* _VORLIEGENDER TEXT_
—————
Entspannung, Spaß und Zerstreuung auf einem Technofestival? Nein. «Smile» erzählt von einem Horrortrip.

Cast und Crew

  • Regie: Steffen Köhn
  • Buch: Silke Eggert, Steffen Köhn, Prodromos Antoniadis
  • Cast: Mercedes Müller, Hanna Hilsdorf, Mehmet Sözer, Christoph Bach, Julia Dietze, Catherine Flemming, Roland Korponovics
  • Kamera: Mario Krause
  • Schnitt: Leonardo Franke, Andrea Pek
  • Musik: Johannes Klingebiel
Jahr für Jahr zeigt das ZDF im Sommer mit der Programmreihe "Shooting Stars – Junges Kino im Zweiten" eine Handvoll von Produktionen aus der ZDF-Redaktion "Das kleine Fernsehspiel", die von jungen Talenten erschaffen wurden und mit der Leinwand im Sinn entstanden sind. Die Bandbreite der Kinoauswertungen variiert allerdings. Während aus dieser "Shooting Stars"-Staffel etwa die Komödie «Lucky Loser» einen regulären Kinostart erhielt, blieb dies «Smile» verwehrt. Die etwa 75-minütige Techno-Schauermär, entstanden im Jahr 2017, lief zwar auf dem "Achtung Berlin"-Festival im Wettbewerb, doch dem allgemeinem Publikum wird der Film erst jetzt, durch seine TV-Ausstrahlung, zugänglich gemacht.

Die Geschichte des eingangs semi-dokumentarisch inszenierten Films beginnt, als die junge, überarbeitete Mercedes beschließt, ihrem Leben endlich wieder etwas Freude und Glück einzuverleiben, indem sie zum ersten Mal das sagenumwobene, deutsche Technofestival "Heimat" besucht. Insbesondere geht es ihr darum, einen DJ wiedersehen, den sie bei einem Gig in ihrer Heimatstadt kennengelernt hat.
—————
* _VORLIEGENDE EINTRÄGE_
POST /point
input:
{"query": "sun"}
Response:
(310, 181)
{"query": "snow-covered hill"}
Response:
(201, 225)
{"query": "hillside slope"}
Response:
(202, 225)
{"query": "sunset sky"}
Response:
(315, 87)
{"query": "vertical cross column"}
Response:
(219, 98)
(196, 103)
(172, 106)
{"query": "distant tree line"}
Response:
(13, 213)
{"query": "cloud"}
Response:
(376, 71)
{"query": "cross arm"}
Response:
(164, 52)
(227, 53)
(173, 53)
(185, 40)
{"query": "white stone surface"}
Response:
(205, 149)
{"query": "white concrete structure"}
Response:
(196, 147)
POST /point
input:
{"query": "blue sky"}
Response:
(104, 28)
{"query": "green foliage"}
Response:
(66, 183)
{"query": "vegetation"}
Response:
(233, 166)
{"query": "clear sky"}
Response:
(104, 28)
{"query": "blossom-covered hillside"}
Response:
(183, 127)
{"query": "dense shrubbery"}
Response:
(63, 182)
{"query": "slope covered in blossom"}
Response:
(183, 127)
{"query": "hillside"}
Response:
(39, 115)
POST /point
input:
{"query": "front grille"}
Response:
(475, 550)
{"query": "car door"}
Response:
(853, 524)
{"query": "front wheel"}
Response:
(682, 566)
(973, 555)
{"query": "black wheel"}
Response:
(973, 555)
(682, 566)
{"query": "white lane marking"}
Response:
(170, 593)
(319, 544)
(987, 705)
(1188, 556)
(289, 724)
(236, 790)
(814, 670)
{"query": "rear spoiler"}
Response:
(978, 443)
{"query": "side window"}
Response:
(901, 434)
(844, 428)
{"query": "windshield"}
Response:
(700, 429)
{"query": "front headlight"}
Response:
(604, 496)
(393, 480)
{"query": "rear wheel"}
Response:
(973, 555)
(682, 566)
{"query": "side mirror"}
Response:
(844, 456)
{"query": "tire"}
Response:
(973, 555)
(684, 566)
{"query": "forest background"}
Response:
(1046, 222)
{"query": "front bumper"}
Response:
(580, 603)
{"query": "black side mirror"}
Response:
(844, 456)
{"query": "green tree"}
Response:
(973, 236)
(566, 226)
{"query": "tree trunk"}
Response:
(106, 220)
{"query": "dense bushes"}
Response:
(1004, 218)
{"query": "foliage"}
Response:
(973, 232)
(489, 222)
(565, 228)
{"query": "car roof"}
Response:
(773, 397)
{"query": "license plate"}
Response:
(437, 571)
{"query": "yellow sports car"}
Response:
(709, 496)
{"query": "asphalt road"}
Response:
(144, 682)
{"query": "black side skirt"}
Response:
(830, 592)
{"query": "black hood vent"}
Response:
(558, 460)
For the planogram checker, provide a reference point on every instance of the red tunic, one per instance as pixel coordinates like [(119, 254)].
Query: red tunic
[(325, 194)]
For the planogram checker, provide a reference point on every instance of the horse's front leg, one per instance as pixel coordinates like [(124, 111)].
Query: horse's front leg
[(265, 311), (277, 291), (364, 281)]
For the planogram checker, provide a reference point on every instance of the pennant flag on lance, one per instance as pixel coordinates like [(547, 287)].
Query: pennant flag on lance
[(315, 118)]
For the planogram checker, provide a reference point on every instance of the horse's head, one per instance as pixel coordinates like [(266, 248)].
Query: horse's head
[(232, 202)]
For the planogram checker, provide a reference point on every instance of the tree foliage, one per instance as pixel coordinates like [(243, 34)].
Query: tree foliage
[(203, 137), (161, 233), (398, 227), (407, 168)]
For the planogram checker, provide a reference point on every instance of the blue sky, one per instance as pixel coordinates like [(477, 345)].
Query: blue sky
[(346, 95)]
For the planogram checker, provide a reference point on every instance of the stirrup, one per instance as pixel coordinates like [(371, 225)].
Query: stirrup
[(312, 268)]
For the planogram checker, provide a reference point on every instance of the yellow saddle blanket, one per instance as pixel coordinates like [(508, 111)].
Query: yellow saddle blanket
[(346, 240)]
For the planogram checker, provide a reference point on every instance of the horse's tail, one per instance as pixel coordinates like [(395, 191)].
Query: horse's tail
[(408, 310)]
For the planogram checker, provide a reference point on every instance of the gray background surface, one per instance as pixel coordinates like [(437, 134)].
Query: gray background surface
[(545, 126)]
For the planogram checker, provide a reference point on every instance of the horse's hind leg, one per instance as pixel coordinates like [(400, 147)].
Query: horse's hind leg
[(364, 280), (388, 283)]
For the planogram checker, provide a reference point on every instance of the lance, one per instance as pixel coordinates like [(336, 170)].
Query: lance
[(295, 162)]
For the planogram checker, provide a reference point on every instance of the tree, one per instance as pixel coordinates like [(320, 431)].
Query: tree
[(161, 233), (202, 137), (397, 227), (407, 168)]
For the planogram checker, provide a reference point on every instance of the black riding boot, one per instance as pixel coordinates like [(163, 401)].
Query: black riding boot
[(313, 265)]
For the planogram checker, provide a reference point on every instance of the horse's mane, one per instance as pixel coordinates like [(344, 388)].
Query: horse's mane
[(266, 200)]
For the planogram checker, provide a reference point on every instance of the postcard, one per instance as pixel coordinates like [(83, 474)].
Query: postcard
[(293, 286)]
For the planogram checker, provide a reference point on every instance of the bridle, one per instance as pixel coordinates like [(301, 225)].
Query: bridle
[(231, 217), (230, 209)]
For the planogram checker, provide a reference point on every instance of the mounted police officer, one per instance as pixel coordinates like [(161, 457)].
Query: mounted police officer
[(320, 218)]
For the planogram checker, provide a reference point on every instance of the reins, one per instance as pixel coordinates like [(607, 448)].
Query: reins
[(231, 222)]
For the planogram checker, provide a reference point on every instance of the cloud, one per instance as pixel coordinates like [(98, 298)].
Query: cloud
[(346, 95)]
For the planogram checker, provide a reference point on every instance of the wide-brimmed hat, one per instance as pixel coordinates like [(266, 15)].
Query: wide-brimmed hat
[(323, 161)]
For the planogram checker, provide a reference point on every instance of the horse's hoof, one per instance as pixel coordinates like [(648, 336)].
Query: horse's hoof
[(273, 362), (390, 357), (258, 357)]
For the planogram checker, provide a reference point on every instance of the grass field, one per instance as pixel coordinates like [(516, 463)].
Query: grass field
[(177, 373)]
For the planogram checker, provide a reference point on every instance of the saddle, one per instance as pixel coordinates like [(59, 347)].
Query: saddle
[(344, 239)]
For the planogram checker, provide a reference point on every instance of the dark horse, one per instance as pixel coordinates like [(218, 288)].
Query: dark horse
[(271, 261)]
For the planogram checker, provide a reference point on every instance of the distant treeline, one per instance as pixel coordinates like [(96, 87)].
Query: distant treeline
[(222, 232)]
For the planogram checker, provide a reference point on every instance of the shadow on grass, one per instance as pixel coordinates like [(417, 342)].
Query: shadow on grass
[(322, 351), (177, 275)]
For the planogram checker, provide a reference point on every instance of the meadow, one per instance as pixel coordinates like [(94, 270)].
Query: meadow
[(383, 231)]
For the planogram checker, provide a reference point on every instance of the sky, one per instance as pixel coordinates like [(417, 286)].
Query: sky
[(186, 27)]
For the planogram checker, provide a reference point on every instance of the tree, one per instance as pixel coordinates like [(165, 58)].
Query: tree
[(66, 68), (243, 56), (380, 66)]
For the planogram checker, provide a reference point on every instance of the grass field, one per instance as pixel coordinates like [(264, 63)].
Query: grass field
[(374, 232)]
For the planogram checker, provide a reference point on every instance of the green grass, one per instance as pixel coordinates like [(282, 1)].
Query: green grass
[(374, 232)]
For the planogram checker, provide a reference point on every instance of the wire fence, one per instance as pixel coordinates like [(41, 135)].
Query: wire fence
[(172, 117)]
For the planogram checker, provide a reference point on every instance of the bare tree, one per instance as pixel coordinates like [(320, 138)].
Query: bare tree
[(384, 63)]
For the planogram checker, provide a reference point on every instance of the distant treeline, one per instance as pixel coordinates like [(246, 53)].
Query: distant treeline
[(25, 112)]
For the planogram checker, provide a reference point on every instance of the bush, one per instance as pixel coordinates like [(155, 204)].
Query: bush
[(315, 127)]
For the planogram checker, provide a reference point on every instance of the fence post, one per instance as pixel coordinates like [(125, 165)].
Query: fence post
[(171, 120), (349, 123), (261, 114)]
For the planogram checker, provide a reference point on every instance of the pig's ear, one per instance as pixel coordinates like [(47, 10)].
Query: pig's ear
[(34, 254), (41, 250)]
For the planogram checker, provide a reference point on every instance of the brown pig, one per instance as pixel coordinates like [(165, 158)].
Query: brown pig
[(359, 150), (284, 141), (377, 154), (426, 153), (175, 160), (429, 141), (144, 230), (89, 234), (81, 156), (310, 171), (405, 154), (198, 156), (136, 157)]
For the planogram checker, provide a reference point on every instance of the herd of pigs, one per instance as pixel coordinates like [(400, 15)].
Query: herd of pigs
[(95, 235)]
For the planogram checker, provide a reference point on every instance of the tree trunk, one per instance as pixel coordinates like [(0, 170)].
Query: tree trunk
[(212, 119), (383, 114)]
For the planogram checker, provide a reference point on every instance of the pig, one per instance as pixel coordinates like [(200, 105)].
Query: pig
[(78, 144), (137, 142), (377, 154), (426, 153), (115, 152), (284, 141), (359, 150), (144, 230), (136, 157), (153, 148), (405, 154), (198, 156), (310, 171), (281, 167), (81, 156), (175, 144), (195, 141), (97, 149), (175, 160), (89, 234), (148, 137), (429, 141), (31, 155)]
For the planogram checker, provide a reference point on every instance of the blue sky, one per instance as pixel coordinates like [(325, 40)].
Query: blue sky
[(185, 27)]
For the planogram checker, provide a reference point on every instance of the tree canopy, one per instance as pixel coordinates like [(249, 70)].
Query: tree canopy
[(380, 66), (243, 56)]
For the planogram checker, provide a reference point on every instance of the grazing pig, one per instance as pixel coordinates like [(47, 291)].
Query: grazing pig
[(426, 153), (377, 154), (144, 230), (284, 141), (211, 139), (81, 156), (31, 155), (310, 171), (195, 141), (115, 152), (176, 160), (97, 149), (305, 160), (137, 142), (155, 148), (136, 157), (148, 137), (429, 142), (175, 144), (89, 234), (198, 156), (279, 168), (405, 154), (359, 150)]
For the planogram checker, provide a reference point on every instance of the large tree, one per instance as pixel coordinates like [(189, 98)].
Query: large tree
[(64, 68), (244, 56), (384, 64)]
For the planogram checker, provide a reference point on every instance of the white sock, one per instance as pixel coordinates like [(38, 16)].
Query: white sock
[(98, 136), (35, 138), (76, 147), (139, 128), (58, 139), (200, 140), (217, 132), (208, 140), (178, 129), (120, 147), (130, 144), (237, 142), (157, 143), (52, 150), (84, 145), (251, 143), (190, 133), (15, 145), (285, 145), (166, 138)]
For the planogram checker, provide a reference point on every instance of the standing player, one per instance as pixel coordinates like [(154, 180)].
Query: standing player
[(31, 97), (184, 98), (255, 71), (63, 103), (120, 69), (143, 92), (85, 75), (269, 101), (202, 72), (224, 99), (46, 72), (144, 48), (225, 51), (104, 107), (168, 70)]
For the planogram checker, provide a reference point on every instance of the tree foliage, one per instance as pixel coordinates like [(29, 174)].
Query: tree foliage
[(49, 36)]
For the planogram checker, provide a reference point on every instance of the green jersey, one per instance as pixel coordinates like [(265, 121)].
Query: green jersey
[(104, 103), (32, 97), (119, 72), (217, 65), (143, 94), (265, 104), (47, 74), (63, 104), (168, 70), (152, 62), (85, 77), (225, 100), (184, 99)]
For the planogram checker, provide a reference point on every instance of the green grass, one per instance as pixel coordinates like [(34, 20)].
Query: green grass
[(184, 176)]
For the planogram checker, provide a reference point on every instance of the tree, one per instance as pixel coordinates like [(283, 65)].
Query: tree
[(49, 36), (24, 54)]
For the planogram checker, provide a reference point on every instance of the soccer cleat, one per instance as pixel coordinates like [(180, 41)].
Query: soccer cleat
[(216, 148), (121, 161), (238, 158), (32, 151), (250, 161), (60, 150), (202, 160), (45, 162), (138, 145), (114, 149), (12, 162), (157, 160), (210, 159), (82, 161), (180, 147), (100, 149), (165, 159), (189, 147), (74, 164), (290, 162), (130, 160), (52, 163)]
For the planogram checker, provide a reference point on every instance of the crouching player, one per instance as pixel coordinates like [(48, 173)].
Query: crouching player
—————
Gib aus dem Text über den Film «Smile» den Abschnitt wortgetreu wieder: Setze bei den Worten "Die Geschichte des" ein und höre nach "Heimatstadt kennengelernt hat." auf.

* _ALS ANTWORT_
Die Geschichte des eingangs semi-dokumentarisch inszenierten Films beginnt, als die junge, überarbeitete Mercedes beschließt, ihrem Leben endlich wieder etwas Freude und Glück einzuverleiben, indem sie zum ersten Mal das sagenumwobene, deutsche Technofestival "Heimat" besucht. Insbesondere geht es ihr darum, einen DJ wiedersehen, den sie bei einem Gig in ihrer Heimatstadt kennengelernt hat.